[Stored data]
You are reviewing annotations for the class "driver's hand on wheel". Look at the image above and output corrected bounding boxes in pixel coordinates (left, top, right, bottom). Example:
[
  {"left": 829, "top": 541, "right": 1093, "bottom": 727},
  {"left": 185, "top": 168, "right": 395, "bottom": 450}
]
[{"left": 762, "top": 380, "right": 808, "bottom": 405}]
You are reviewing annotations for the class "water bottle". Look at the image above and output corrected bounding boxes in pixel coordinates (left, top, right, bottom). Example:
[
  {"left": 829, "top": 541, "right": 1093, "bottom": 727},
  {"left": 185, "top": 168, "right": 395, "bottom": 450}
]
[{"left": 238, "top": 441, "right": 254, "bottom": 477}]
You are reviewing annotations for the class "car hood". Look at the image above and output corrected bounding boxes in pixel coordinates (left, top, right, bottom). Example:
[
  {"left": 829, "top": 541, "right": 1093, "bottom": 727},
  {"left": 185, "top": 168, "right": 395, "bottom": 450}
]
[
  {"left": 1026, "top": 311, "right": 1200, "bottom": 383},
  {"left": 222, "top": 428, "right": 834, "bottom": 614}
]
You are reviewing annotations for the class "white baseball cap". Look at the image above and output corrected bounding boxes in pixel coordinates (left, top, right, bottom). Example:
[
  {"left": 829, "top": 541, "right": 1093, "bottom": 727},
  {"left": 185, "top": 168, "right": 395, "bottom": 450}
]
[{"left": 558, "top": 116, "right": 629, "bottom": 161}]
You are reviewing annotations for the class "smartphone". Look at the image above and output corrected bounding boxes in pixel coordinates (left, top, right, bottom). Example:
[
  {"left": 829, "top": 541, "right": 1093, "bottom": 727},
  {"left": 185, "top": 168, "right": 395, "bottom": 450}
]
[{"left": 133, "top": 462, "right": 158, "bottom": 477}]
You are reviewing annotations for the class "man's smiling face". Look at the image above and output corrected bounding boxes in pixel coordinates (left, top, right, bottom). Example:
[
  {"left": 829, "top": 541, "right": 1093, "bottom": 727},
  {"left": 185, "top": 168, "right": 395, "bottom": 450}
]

» **Set problem**: Count how many lines of the records contain the word "face", and give only that number.

» **Task answer**: 1